[start Text section]
The part I care about is that joe is supposed to get better the longer I use it, without me retraining anything. It already learned from corrections: every time I hit /undo, that is a signal, and a background loop distills recent corrections into short preference rules that get injected into future prompts. Correction in, behavior change out.

The gap was the other half. joe learned from everything I rejected, and nothing from what I accepted.

Learning from wins

The new feature is skill synthesis. After a multi-step session that actually worked, I run one command and joe reads the full transcript of that session and decides whether it contains a generalizable procedure worth keeping. If it does, it writes a skill: a small Markdown file with a name, a description, a set of trigger keywords, and the reusable steps written as instructions to a future agent. If the session was just chatter or a one-off edit, it returns nothing. Not every session deserves to become a skill, and the model is told to say so.

The skill lands in ~/.joe-agent/skills/, and from then on, whenever a future request matches its triggers, joe injects it into the prompt automatically. So a workflow I figured out once (the right sequence of steps to do a tricky migration, say) is available the next time I ask for something similar, without me remembering to mention it.

The important detail: skills are plain text. I can open one, fix a wrong step, or throw it away. There is no opaque weight update to debug. If a skill is bad, I delete a file.

Why this design and not fine-tuning

The idea is not mine. It comes from Voyager, the Minecraft agent that built an ever-growing library of executable skills and used it to compound its abilities without touching the model weights. The Voyager result that stuck with me is that a skill library gives you genuine lifelong learning and sidesteps catastrophic forgetting, because adding a new skill never degrades the old ones. A new text file cannot make the model worse at something else. A fine-tune can.
[end Text section]
__Objective 1__: Please update the passage on joe starting with "The gap was" and going on through "told to say so.", putting "conversation" wherever "session" appears.
__Objective 2__: According to the passage on joe, in which directory does a newly written skill get saved?
__Objective 3__: Summarize the passage on joe in two sentences.
The data comes from a separate source, unrelated to the passage on joe.
[start Supplied material]
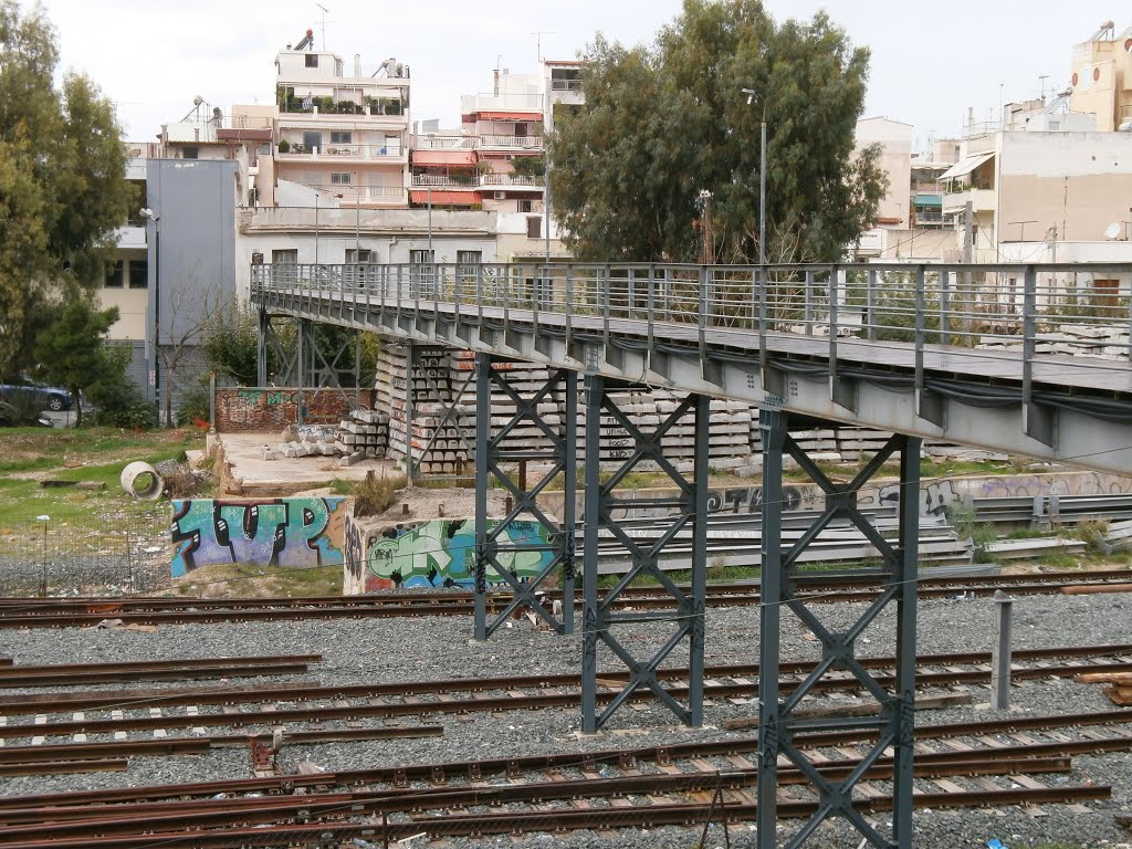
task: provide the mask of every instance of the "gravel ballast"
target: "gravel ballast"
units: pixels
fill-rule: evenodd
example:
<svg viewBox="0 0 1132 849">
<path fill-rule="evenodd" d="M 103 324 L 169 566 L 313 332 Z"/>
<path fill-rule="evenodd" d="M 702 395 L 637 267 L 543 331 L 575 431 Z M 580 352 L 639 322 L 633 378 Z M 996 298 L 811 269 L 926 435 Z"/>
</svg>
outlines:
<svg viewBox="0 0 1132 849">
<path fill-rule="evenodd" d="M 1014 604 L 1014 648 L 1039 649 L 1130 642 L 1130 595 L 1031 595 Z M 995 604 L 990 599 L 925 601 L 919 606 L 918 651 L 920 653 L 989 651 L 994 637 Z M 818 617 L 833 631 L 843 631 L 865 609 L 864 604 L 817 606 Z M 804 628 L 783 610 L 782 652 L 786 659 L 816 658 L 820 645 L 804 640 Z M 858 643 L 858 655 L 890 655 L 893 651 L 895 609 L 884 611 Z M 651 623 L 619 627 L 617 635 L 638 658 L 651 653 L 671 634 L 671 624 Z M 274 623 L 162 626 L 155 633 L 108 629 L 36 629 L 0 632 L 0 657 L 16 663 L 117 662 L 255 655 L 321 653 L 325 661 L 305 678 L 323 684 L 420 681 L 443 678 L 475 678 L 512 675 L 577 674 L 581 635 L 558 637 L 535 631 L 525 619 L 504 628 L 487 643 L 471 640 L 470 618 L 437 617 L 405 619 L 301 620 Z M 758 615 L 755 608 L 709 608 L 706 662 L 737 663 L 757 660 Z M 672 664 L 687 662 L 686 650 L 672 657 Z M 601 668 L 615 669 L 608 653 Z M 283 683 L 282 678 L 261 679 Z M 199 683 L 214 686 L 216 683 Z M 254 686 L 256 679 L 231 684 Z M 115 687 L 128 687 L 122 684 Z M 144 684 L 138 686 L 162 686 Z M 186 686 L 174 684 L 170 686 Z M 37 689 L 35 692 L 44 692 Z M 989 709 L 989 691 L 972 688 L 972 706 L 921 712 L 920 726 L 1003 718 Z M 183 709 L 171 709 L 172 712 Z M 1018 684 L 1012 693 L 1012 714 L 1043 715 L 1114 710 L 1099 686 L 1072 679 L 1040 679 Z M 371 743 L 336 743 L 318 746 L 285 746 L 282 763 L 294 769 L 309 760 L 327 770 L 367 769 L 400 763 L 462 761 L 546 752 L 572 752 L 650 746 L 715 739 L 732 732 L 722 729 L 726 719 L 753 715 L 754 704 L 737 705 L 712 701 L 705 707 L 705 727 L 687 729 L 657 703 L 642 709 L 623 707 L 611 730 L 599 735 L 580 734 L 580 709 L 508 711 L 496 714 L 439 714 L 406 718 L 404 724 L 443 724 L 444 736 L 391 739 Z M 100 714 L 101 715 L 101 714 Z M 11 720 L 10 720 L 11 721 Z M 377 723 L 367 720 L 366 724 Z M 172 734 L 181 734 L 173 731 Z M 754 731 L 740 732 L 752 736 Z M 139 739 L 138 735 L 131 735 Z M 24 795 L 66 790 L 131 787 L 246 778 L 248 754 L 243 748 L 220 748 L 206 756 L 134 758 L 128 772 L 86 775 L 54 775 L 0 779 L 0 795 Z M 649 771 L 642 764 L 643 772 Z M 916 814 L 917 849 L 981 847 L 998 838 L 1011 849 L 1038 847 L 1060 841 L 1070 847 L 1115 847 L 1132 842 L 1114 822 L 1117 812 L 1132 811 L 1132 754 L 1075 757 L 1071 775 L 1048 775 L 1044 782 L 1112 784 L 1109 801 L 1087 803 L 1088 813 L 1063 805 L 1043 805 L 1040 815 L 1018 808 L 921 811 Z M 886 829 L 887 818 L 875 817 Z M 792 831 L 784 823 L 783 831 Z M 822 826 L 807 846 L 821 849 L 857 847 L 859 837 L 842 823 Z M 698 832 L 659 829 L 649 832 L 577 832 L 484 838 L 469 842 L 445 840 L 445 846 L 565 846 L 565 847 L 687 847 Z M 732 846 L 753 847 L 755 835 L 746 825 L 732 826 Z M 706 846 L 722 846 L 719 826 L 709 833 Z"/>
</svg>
[end Supplied material]
__Final answer 1__:
The gap was the other half. joe learned from everything I rejected, and nothing from what I accepted.

Learning from wins

The new feature is skill synthesis. After a multi-step conversation that actually worked, I run one command and joe reads the full transcript of that conversation and decides whether it contains a generalizable procedure worth keeping. If it does, it writes a skill: a small Markdown file with a name, a description, a set of trigger keywords, and the reusable steps written as instructions to a future agent. If the conversation was just chatter or a one-off edit, it returns nothing. Not every conversation deserves to become a skill, and the model is told to say so.

__Final answer 2__: ~/.joe-agent/skills/

__Final answer 3__: joe already learned from rejected work through corrections, and its new skill synthesis lets it also learn from successful sessions by turning a generalizable procedure into a plain-text Markdown skill that gets injected into future prompts whose requests match its triggers. The idea comes from Voyager's skill library, which allows lifelong learning without touching model weights and avoids catastrophic forgetting because a new skill never degrades old ones.